* BEGIN Given records *

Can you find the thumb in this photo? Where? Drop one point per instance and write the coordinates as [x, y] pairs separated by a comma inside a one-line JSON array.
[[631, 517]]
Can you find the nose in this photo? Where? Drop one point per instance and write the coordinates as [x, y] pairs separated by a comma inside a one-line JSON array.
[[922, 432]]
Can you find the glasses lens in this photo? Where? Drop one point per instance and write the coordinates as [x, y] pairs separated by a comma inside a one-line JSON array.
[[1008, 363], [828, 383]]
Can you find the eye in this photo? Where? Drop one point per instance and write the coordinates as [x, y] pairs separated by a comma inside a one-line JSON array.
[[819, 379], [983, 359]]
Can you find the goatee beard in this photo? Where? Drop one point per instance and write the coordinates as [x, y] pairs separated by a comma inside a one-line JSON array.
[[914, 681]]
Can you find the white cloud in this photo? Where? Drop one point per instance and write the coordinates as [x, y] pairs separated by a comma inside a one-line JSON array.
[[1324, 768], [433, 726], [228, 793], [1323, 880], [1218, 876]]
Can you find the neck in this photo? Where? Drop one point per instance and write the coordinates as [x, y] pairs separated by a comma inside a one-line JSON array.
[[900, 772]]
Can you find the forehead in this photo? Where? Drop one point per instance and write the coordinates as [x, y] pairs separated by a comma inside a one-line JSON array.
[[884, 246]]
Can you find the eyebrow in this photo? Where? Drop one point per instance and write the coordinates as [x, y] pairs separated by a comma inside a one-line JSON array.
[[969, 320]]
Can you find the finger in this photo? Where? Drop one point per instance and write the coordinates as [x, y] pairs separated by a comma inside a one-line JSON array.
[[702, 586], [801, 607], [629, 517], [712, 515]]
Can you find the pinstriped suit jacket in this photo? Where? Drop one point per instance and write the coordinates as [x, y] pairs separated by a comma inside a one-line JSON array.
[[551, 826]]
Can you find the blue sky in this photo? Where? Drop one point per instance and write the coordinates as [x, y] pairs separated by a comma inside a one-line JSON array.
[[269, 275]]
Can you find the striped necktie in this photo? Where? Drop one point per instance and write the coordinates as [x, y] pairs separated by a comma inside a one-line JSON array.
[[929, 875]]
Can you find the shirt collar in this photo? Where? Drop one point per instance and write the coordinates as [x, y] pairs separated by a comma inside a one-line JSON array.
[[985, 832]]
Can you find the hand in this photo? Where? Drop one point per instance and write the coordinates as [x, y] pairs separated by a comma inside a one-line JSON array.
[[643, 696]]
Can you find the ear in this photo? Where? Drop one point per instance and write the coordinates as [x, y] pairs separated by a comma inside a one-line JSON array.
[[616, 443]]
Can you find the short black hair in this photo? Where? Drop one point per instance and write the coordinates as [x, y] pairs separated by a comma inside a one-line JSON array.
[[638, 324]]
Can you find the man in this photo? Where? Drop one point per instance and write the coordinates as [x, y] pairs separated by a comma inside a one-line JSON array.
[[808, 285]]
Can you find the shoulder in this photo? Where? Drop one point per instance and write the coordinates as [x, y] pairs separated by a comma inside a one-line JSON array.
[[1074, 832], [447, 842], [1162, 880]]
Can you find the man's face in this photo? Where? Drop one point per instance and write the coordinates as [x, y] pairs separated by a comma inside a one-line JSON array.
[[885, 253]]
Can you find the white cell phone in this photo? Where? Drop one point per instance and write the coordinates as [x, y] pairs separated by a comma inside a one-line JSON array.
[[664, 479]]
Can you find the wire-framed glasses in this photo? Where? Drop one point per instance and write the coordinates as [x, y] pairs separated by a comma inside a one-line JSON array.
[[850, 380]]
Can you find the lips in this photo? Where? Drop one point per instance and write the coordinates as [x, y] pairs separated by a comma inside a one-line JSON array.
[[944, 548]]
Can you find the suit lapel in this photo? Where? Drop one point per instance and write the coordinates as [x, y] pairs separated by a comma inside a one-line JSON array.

* END Given records *

What to do
Reproduce the entries word for word, starting at the line that contains "Can you find the blue" and ending at the line that contains "[[944, 548]]".

Task result
Can you find the blue sky in this photo? Where? Drop one point per instance and write the coordinates as [x, y] pairs separated by a comma inside a one-line JSON array.
[[269, 275]]
Can you find the striped necktie in this photo? Where? Drop one point per instance and write the coordinates as [x, y] pairs separated by a comma inside a one-line JSON array.
[[929, 875]]
Can you find the shirt collar in this photo? Where? Drop one point per instance and write the coordinates as [x, y] pairs separated by a comma inside a one-line JSON array.
[[985, 832]]
Can you find the hand in this photo? Where? Drop one point per instance and write the coordinates as [x, y] pairs separated by a comma inside a one-line JSON array.
[[643, 696]]
Can you find the ear in this photo? Where? Drop one point per instance and write the coordinates as [x, y] pairs separated by a comma inside a one-line JSON array.
[[616, 443]]
Can you find the short black hair in this photo? Where? Drop one point per instance and write the coordinates as [x, y] pairs separated by a comma inside a one-line JSON array.
[[638, 324]]
Can you find the man in this photo? Where? Drop one point per instance and write the coordinates as [x, y] pairs separated by a comma inside a one-line JSON array.
[[808, 285]]
Can you find the shoulder in this photo? Where? Drop one point per instance and write the coordinates as [x, y] pairs separated by a comma inside a one-line JSON array.
[[1074, 832], [447, 842], [1162, 880]]
Can you find the man's face in this photo? Where? Drop one point per instance and write the coordinates as [x, y] pairs separated by a comma inside a one-line JSON array.
[[885, 253]]
Can you find the white cell phone in this photo? Where? Drop one point per instance and write the coordinates as [x, y] pairs separated by a comma inside a one-line JSON array.
[[664, 479]]
Can you find the wire-framed glasses in this photo? Where? Drop one point per instance and write the coordinates as [x, y] pairs separated by a comma inside a one-line JSON array.
[[850, 380]]
Can you find the lips in this photo? Where? Drop one point per instance and write the coordinates as [x, y] pairs separated by a comma inside a one-line JSON array.
[[944, 548]]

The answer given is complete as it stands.